STATED PROBLEM |
Print the data below line for line without changing a word, and leave out the pictures.

(Location annotation dataset excerpts)
>>

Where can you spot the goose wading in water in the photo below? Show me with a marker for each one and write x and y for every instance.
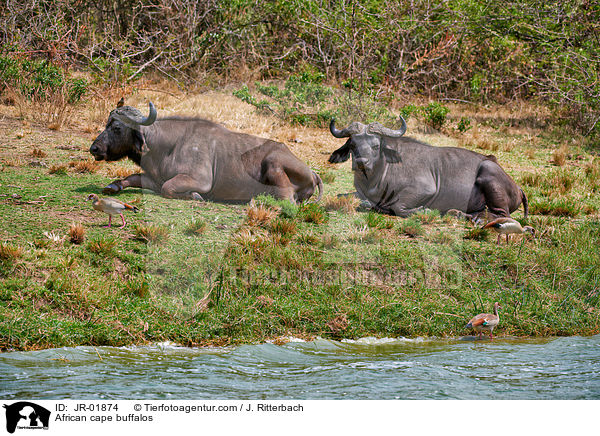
(508, 226)
(485, 321)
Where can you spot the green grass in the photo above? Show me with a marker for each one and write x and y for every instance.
(199, 274)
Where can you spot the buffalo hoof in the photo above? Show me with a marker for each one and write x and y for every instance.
(113, 188)
(197, 197)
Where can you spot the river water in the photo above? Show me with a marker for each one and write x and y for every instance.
(558, 368)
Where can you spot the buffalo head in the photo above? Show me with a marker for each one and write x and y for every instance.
(122, 135)
(366, 143)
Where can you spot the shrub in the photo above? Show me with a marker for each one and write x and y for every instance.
(435, 114)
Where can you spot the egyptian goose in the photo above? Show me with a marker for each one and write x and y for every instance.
(111, 206)
(485, 321)
(506, 226)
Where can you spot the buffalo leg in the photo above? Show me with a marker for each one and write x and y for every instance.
(184, 187)
(276, 176)
(401, 212)
(132, 181)
(495, 185)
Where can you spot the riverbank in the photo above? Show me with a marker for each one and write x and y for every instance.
(214, 274)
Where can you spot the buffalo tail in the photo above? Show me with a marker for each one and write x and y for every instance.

<<

EXPECTED ANSWER |
Where can you spot the goose wading in water in the photo below? Show me with a marker for each one and write x and y for every instance.
(508, 226)
(485, 321)
Where can you spot the green grass in the photo above? Show me with a marker for each one and write x and y for every instance.
(199, 274)
Where can you spot the buffalo hoof in the photo above? Show me with a marker for each one and write x and y for every instance.
(113, 188)
(197, 197)
Where can you spot the river water in the photo above? Show me with a marker for each one and write x and y for every instance.
(558, 368)
Where can you spot the buffalo head in the photo above? Show me with a marker for each one and write x and y for every instance.
(122, 135)
(366, 143)
Where can you spot the shrub in the photo above? Show me with a marker for each one and write x and y for every instance.
(435, 114)
Where can you spot the egyptian goose in the photo above? Show me with a marker for each one and write x and y for every instance.
(111, 206)
(485, 321)
(506, 226)
Where can you spot the buffalo leg in the photo above? Show me with a marker for each one and write x and y for every instance.
(184, 187)
(276, 176)
(401, 212)
(132, 181)
(495, 185)
Where can you spot the riverbank in the photo above? Show me with a marker for each one and write x and y for every instance.
(214, 274)
Where can you spot the buffalo tail in the photo above? Show me with a marker for each one and write x and y for every instance.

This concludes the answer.